● **Extracted text**
* * *
Oklahoma Medical Research Foundation scientist Chris Lessard, Ph.D.

In a new study, scientists at the Oklahoma Medical Research Foundation have contributed to the discovery of a gene associated with lupus.
The gene, NCF1, is a protein that was known by researchers, but it had not previously been linked to lupus, an autoimmune disease in which the body’s immune system becomes unbalanced resulting in ‘flares’ of inflammation that damage tissue and organs.
OMRF researchers Patrick Gaffney, M.D., Christopher Lessard, Ph.D., Kathy Sivils, Ph.D., and Astrid Rasmussen, M.D., Ph.D., took part in a collaborative effort, which was led by Dr. Betty Tsao from the Medical University of South Carolina. Results from the study revealed NCF1 experiences changes in its amino acids, inhibiting its function in a process critical to responding properly to inflammation or infections. Amino acids, said Lessard, are the foundation from which proteins are built.
NCF1 is known to be important in the creation of specific types of neutrophils, which are the most common type of white blood cells in the body. The gene plays a crucial role in a process called neutrophil oxidative burst, a rapid response by white cells to address inflammation or infections. The research team discovered that NCF1, as a result of the change to its amino acids, was inhibited in this oxidative burst process.
“This neutrophil link with lupus is becoming connected now,” said Gaffney. “For a long time, we didn’t think neutrophils had anything to do with disease pathogenesis, but now through genetic studies and other research in inflammation, we’re seeing a really important role for neutrophils in lupus.”
This study gives researchers some mechanical insight into which neutrophil pathways are relevant for the development of lupus.
“This is obviously a critical pathway in autoimmunity, and the pathway itself was already on our radar,” said Lessard. “The variant of the gene didn’t have good biology behind it, so the research had to be pretty outside-the-box to figure out the variant. It looks like a critical one because it is amino-acid changing. Of the 100 or so genes that have been defined, only about 10 do this.”
Lupus impacts approximately 1.5 million Americans—predominantly women—and there is a strong genetic association with the disease, but it is notoriously difficult to diagnose and treat because of how widely it varies from person to person.
* * *
● **Information shown**
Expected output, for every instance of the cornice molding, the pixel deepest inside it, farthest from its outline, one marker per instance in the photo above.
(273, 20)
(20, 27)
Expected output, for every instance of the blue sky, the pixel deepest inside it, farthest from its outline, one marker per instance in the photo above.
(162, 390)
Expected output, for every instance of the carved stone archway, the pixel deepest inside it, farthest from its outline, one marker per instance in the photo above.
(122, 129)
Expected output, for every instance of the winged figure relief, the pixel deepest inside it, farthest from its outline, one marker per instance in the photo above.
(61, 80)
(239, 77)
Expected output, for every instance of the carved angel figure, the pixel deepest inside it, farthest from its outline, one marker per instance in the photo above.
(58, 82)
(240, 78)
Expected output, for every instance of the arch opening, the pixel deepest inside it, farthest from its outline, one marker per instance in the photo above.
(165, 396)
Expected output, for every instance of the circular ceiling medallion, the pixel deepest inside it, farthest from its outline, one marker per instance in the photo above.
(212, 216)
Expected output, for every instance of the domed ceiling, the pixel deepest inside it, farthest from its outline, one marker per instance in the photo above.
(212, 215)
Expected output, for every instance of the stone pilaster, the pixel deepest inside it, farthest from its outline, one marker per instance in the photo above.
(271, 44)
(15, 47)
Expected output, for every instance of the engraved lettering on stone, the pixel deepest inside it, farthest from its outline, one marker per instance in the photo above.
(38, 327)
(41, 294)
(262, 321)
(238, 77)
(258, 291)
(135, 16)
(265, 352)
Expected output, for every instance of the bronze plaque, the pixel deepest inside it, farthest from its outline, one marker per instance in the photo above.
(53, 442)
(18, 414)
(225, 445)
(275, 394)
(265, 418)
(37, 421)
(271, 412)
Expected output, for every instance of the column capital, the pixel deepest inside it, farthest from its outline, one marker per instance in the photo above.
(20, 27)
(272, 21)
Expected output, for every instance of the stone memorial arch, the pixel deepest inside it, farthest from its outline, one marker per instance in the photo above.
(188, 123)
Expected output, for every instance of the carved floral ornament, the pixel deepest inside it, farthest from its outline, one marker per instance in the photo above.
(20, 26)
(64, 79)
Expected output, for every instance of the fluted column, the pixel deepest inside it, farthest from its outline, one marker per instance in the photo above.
* * *
● **Problems to work on**
a. From the article on the lupus gene study, list the Oklahoma Medical Research Foundation researchers named as taking part in the collaborative effort, with their degrees as given.
b. Reproduce the passage of the article on the lupus gene study from "In a new study, scientists" up to and including "tissue and organs.".

● **Results of the tasks**
a.
- Patrick Gaffney, M.D.
- Christopher Lessard, Ph.D.
- Kathy Sivils, Ph.D.
- Astrid Rasmussen, M.D., Ph.D.

b.
In a new study, scientists at the Oklahoma Medical Research Foundation have contributed to the discovery of a gene associated with lupus.
The gene, NCF1, is a protein that was known by researchers, but it had not previously been linked to lupus, an autoimmune disease in which the body’s immune system becomes unbalanced resulting in ‘flares’ of inflammation that damage tissue and organs.